* [Selected extract]

- Promotion image for the Hi-sCoool! SeHa Girls anime series featuring Mega Drive (left), Dreamcast (center), and Sega Saturn (right) in both humanoid and chibi forms.

セガ・ハード・ガールズ (Sega Hādo Gāruzu)
- Genre: Fantasy

Gendai Nihon ni Yatte Kita Sega no Megami ni Arigachi na Koto
- Written by: Tōru Shiwasu
- Illustrated by: Kei Garō
- Published by: ASCII Media Works
- Magazine: Dengeki Bunko Magazine
- Original run: June 10, 2013 – June 10, 2014
- Volumes: 2

Hi-sCoool! SeHa Girls
- Directed by: Sōta Sugawara
- Produced by: Masahiro Nakayama Toshiyuki Takatatsu
- Written by: Masayuki Kibe Sōta Sugawara
- Music by: Kengo Tokusashi
- Studio: TMS Entertainment Genies
- Licensed by: NA: Discotek Media;
- Original network: Animax, Tokyo MX, Tochigi TV
- Original run: October 8, 2014 – December 24, 2014
- Episodes: 13
- Anime and manga portal

= Sega Hard Girls =

Japanese multimedia project

Sega Hard Girls (セガ・ハード・ガールズ, Sega Hādo Gāruzu) is a Japanese multimedia project produced as a collaboration between ASCII Media Works' Dengeki Bunko imprint and video game company Sega. The project re-imagines various Sega video game consoles as anthropomorphized girls in modern Japan.

* [Task set]
(A) Answer these from the Sega Hard Girls entry:
(i) Who illustrated the series whose title begins "Gendai Nihon ni Yatte Kita"?
(ii) How many episodes does Hi-sCoool! SeHa Girls have?
(iii) Which video game company was a partner in the project?
(B) Retype part of the Sega Hard Girls entry. Begin at the words "- Promotion image" and stop after the words "and chibi forms.".
The listing is not needed for any of this work.

* [Given material]
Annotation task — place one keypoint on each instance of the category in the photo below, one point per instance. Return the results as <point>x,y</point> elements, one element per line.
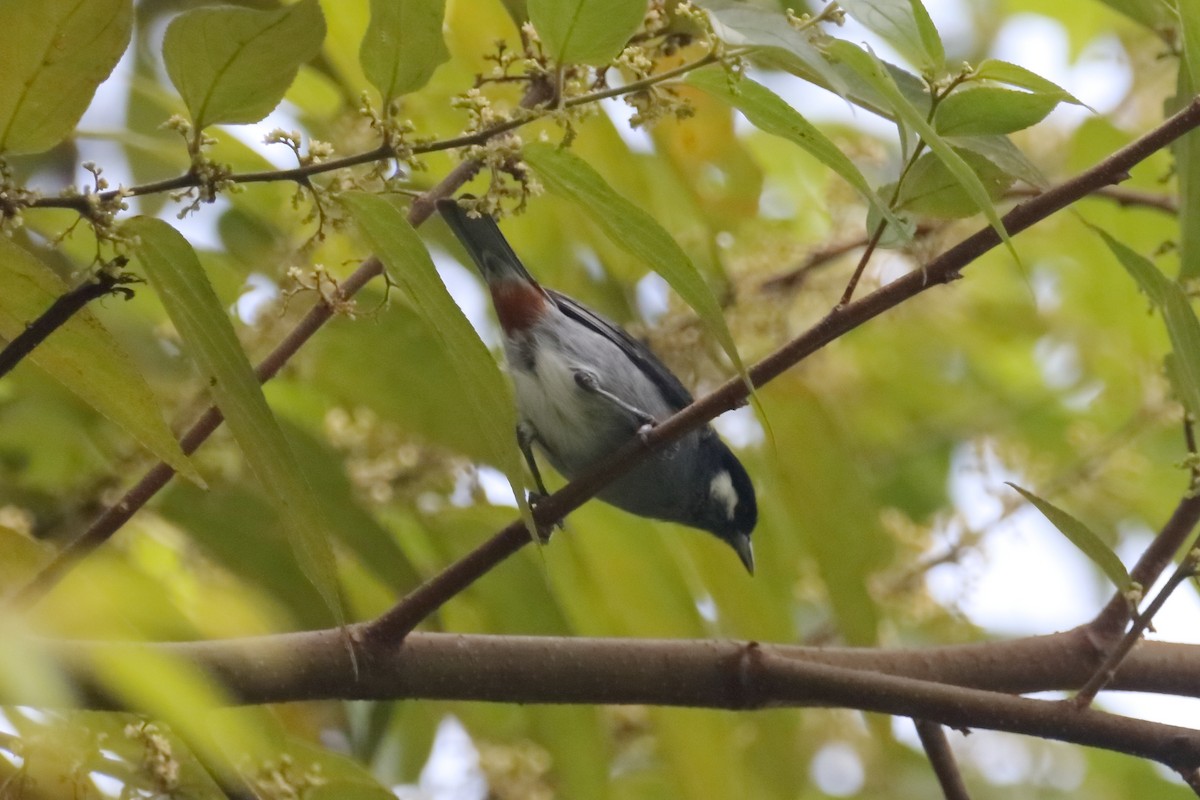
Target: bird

* [Solutions]
(A)
(i) Kei Garō
(ii) 13
(iii) Sega

(B)
- Promotion image for the Hi-sCoool! SeHa Girls anime series featuring Mega Drive (left), Dreamcast (center), and Sega Saturn (right) in both humanoid and chibi forms.